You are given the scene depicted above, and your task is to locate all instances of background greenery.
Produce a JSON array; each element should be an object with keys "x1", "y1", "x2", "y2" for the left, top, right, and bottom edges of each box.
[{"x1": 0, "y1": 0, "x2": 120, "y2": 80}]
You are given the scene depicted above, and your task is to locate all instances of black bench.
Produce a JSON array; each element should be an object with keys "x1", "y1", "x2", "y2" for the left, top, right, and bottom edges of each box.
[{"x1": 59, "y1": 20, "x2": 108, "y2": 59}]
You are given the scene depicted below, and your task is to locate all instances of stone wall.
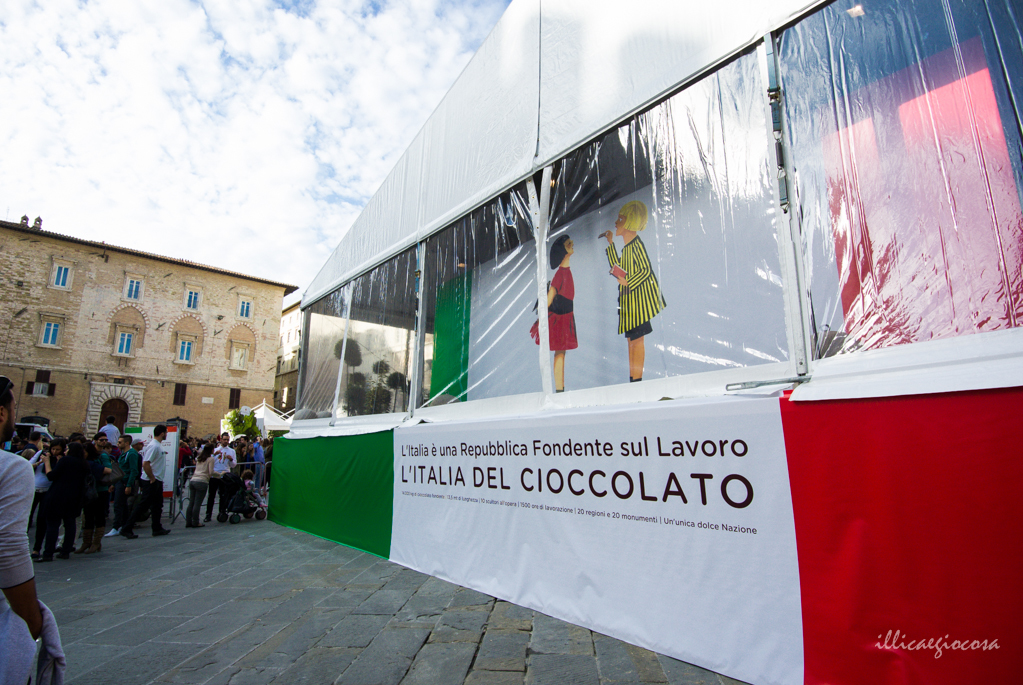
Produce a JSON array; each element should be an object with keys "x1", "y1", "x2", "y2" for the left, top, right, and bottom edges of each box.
[{"x1": 0, "y1": 222, "x2": 284, "y2": 435}]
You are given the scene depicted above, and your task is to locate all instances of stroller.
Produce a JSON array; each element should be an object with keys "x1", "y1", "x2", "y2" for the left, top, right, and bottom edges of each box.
[{"x1": 225, "y1": 473, "x2": 266, "y2": 523}]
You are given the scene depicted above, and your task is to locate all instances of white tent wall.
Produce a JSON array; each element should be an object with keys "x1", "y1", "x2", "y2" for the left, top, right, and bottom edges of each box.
[
  {"x1": 302, "y1": 0, "x2": 540, "y2": 307},
  {"x1": 303, "y1": 0, "x2": 818, "y2": 307},
  {"x1": 537, "y1": 0, "x2": 812, "y2": 167}
]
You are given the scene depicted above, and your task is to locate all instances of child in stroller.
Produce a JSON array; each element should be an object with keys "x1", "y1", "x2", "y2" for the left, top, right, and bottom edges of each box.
[{"x1": 225, "y1": 470, "x2": 266, "y2": 523}]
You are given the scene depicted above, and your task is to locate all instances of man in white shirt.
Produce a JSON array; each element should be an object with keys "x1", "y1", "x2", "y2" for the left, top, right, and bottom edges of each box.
[
  {"x1": 0, "y1": 376, "x2": 43, "y2": 646},
  {"x1": 205, "y1": 432, "x2": 237, "y2": 521},
  {"x1": 121, "y1": 424, "x2": 170, "y2": 540}
]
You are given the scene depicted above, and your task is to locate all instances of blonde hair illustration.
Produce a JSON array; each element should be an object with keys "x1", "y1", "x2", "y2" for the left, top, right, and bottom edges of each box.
[{"x1": 618, "y1": 199, "x2": 647, "y2": 233}]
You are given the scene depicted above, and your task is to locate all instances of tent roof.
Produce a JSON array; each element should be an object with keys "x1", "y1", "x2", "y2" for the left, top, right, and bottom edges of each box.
[{"x1": 302, "y1": 0, "x2": 819, "y2": 307}]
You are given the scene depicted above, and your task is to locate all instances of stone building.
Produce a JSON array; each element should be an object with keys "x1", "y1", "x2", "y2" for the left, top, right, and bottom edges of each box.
[
  {"x1": 0, "y1": 217, "x2": 297, "y2": 436},
  {"x1": 273, "y1": 303, "x2": 302, "y2": 413}
]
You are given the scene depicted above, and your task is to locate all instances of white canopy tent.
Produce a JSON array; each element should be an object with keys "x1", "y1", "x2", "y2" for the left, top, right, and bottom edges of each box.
[
  {"x1": 302, "y1": 0, "x2": 820, "y2": 308},
  {"x1": 253, "y1": 400, "x2": 292, "y2": 438}
]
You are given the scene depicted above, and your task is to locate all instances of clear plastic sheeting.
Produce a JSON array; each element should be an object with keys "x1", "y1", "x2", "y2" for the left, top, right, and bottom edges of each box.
[
  {"x1": 335, "y1": 248, "x2": 416, "y2": 417},
  {"x1": 546, "y1": 53, "x2": 790, "y2": 391},
  {"x1": 779, "y1": 0, "x2": 1023, "y2": 358},
  {"x1": 294, "y1": 288, "x2": 347, "y2": 421},
  {"x1": 420, "y1": 185, "x2": 541, "y2": 406}
]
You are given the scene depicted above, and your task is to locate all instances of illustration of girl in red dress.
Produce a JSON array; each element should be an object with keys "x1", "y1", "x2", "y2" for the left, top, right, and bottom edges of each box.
[{"x1": 529, "y1": 235, "x2": 579, "y2": 393}]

• • •

Reproduce all of the material above word for word, leaving out the pictures.

• Answer to the exercise:
You are given the scene depicted above, and your task is to locate all instances of background greenery.
Produce a JSON array; each element should be an object with keys "x1", "y1", "x2", "y2" for the left, top, right, and bottom edges of each box.
[{"x1": 0, "y1": 0, "x2": 120, "y2": 80}]
You are given the scene depicted above, and your task is to locate all instances of black bench.
Produce a JSON array; each element should be an object with keys "x1", "y1", "x2", "y2" for the left, top, right, and bottom edges of each box.
[{"x1": 59, "y1": 20, "x2": 108, "y2": 59}]
You are given the scene depicted below, and your task is to locate all instances of stone wall.
Produce a JSON array; each element should be an object with keys "x1", "y1", "x2", "y2" for the left, top, right, and bottom edges of each box.
[{"x1": 0, "y1": 222, "x2": 284, "y2": 435}]
You are given the scene depicted above, and your task is to locate all instances of stroller.
Produce a JSON array; each element should be an object with keys "x1", "y1", "x2", "y2" for the left, top, right, and bottom edges of each box.
[{"x1": 225, "y1": 473, "x2": 266, "y2": 523}]
You are given the scene depicted above, and your task is to locate all instances of white tent wall.
Produce a JSON array; each element should be an object with keys "x1", "y1", "x2", "y2" for the left, top, right, and bottom edges of each box.
[
  {"x1": 302, "y1": 0, "x2": 540, "y2": 307},
  {"x1": 303, "y1": 0, "x2": 818, "y2": 307},
  {"x1": 537, "y1": 0, "x2": 812, "y2": 167}
]
You are given the scene depicted above, and your task is to locate all instances of child in stroller.
Produce a JSON array; each element should be an object with keys "x1", "y1", "x2", "y2" for the left, top, right, and bottom edges of each box.
[{"x1": 225, "y1": 470, "x2": 266, "y2": 523}]
You are given the scene depicted above, and your task is to locate all instances of man in white shirt.
Produce a JSON array; each element should be an object with keys "x1", "y1", "x2", "y2" for the left, top, right, and bottom edges of each box.
[
  {"x1": 0, "y1": 376, "x2": 43, "y2": 646},
  {"x1": 205, "y1": 432, "x2": 237, "y2": 521},
  {"x1": 121, "y1": 424, "x2": 170, "y2": 540}
]
You are given the scene depicted above, and your task is to locate all instances of blonde hair illustration.
Produce a JSON array; each element should be an object with keys "x1", "y1", "x2", "y2" for the left, top, right, and bottom edges of each box.
[{"x1": 618, "y1": 199, "x2": 647, "y2": 233}]
You are given the scene depicted above, and your task is to locate all instances of tent roof.
Produce a JSON array; each element should be an object with keys "x1", "y1", "x2", "y2" for the left, top, right, and bottom edges of each box.
[{"x1": 302, "y1": 0, "x2": 819, "y2": 307}]
You are given the scene depicted above, and your task is to locate all instances of stone building.
Produce a JSON array; each element should be an object with keys "x1", "y1", "x2", "y2" for the left, top, right, and bottom edges of each box.
[
  {"x1": 0, "y1": 217, "x2": 297, "y2": 436},
  {"x1": 273, "y1": 303, "x2": 302, "y2": 413}
]
You are given the scene depicted above, and your task is to locate all instances of white canopy tent.
Produce a JSON array; each element should be an object with keys "x1", "y1", "x2", "y2" for the left, top, right, and bottom edges of each box.
[
  {"x1": 302, "y1": 0, "x2": 820, "y2": 308},
  {"x1": 253, "y1": 400, "x2": 292, "y2": 438}
]
You are given the scene depicted above, and your task is to locate all instances of clear plastic sheeting.
Produce a JSON array; each element should be an object with keys "x1", "y1", "x2", "y2" for the left, top, right, and bottom edges of each box.
[
  {"x1": 335, "y1": 248, "x2": 416, "y2": 417},
  {"x1": 546, "y1": 53, "x2": 790, "y2": 391},
  {"x1": 779, "y1": 0, "x2": 1023, "y2": 358},
  {"x1": 294, "y1": 288, "x2": 347, "y2": 421},
  {"x1": 420, "y1": 185, "x2": 541, "y2": 406}
]
You are given the scene depicted above, and your task is to locate all instances of illustration of girl in red dress.
Produce a JSON array; each element should be an object with keys "x1", "y1", "x2", "y2" for the left, top, right, and bottom edges of each box.
[{"x1": 529, "y1": 235, "x2": 579, "y2": 393}]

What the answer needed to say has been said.